Enterprises must prepare for a world beyond globalization

The political situation is altering dramatically, and geopolitical equations are being realigned as countries such as China emerge with huge surpluses and increasingly are seen as the engines of the world economy, as opposed to the U.S. Evidence of this is also apparent in the way cross-border M&As have undergone a fundamental shift. Examples include Mittal Steel’s takeover of Arcelor in France to form ArcelorMittal and Tata’s purchase of Jaguar and Land Rover from Ford.

Strong economic forces also are at play, redrawing the world with a change in the sources of innovation. For example, China overtook the U.S. in the number of patents filed during 2007. There is also a reverse FDI of sorts, as we saw with the deluge of emerging-market sovereign wealth funds to bail out the U.S. financial system during the sub-prime mortgage crisis and even, to some extent, in the current expanded financial meltdown.

In the future, the ICT related activities of enterprises will be more closely linked to globalisation. You must understand how to exploit ICT globally and leverage support through the use of technology in global markets. The challenge for organisations is to reproduce their partnerships and IT capabilities in newer locations, which have different cultures and unfamiliar or significantly fragmented supply chain relationships.

Huawei, a Chinese telecommunications industry multinational company, has 57% of its sales outside China, with a 15% market share in Asia and 9% in Latin America. Of the 1.2 billion new cellular-phone subscribers that are expected worldwide by 2010, 86% will be in developing nations. During the next decade, developing nations’ share of world gross domestic product is expected to grow from one-fifth to one-third, according to the World Bank.

These trends will continue to strengthen beyond the 2015 time frame from a macro-economic perspective as well. During the next two decades, BRIC nations alone will add to their populations some 225 million consumers who will earn at least $15,000 a year which is more than the combined populations of Germany and Japan. Emerging markets will comprise 69% of all new car sales by 2030, as compared with 26% in 2008.

There is a new breed of multinational competitors across many industries, including the ICT industry. Enterprises must look at change on a number of different fronts, including where their markets will be, where competitors will come from and where future ICT support will emerge. The challenge for enterprises is to face change on many fronts, often in unfamiliar environments in emerging-market situations. Challenges include how to compete and collaborate in these regions and whether to acquire other firms or be acquired. CIOs must discern the best shareholder value propositions in this new world order and must work with business stakeholders to make it happen.

Dataset records –
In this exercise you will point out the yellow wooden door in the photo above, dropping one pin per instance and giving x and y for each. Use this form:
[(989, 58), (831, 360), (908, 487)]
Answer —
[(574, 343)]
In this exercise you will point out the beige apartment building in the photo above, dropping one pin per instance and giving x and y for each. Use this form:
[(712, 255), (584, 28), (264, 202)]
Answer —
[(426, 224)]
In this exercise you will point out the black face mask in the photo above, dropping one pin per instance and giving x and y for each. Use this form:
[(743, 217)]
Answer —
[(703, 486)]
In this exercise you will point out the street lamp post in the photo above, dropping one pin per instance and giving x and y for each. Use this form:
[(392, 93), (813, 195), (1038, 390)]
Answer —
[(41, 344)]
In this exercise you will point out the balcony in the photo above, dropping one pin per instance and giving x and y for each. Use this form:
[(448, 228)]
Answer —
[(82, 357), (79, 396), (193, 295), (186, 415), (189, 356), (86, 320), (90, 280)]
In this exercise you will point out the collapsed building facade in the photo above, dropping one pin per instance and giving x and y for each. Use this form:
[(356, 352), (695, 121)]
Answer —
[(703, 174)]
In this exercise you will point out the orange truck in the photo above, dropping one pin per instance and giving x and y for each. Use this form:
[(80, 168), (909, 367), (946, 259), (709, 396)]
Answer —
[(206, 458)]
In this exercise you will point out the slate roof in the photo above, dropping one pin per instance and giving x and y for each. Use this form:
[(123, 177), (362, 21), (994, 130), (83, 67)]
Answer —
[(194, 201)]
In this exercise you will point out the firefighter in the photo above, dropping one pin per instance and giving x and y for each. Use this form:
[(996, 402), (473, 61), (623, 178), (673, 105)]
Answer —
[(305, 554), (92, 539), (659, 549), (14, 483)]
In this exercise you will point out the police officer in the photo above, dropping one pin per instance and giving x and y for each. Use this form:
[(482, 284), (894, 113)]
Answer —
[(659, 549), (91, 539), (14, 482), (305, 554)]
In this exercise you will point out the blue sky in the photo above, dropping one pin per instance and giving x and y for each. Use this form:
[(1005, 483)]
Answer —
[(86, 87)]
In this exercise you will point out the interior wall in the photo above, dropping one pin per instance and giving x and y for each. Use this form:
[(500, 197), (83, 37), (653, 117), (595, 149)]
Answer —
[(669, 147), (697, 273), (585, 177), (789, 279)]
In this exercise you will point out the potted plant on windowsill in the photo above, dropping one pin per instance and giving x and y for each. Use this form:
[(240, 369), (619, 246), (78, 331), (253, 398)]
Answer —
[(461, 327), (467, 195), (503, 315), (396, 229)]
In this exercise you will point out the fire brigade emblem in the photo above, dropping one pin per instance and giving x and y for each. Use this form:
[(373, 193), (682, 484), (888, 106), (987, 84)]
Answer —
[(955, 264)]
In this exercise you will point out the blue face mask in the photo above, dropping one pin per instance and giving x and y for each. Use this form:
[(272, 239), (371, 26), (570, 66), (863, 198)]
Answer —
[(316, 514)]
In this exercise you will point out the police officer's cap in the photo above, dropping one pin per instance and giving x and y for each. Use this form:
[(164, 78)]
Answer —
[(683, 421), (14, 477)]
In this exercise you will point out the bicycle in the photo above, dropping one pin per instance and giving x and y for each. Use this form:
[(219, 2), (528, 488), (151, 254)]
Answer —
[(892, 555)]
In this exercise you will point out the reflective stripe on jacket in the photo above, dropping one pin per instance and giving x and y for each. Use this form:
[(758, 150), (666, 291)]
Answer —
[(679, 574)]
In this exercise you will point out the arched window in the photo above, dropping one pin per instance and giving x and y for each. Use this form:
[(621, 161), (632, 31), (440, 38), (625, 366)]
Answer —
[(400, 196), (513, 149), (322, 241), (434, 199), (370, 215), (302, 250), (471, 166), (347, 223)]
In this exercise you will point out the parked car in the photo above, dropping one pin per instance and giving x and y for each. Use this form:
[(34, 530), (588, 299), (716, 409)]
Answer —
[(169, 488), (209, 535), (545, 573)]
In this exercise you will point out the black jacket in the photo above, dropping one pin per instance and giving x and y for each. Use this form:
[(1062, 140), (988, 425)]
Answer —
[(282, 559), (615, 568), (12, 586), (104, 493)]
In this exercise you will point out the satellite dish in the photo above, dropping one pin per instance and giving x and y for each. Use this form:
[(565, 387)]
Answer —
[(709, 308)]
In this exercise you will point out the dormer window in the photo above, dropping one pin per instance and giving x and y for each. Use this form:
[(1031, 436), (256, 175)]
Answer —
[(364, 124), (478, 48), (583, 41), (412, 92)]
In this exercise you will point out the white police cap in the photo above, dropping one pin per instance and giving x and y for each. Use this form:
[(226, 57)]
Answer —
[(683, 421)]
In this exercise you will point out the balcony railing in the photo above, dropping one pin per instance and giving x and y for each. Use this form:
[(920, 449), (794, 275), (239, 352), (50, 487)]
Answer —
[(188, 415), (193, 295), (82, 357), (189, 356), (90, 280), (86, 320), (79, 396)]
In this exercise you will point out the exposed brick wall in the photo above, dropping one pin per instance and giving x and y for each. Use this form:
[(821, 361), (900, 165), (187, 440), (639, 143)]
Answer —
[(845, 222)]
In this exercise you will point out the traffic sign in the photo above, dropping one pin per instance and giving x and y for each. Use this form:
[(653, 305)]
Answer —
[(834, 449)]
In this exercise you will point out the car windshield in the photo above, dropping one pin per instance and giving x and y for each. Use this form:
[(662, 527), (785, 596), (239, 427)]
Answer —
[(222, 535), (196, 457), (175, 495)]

Tasks for this exercise –
(A) Translate this sentence from the globalization article into Spanish: "For example, China overtook the U.S. in the number of patents filed during 2007."
(B) According to the globalization article, why is it a challenge for organizations to reproduce their partnerships and IT capabilities in newer locations?
(C) In the globalization article, what percentage of Huawei's sales are outside China?
The rows have nothing to do with the article.

Results of the exercise –
(A) Por ejemplo, China superó a EE. UU. en el número de patentes presentadas durante 2007.

(B) Those newer locations have different cultures. They also have supply chain relationships that are unfamiliar or significantly fragmented.

(C) 57%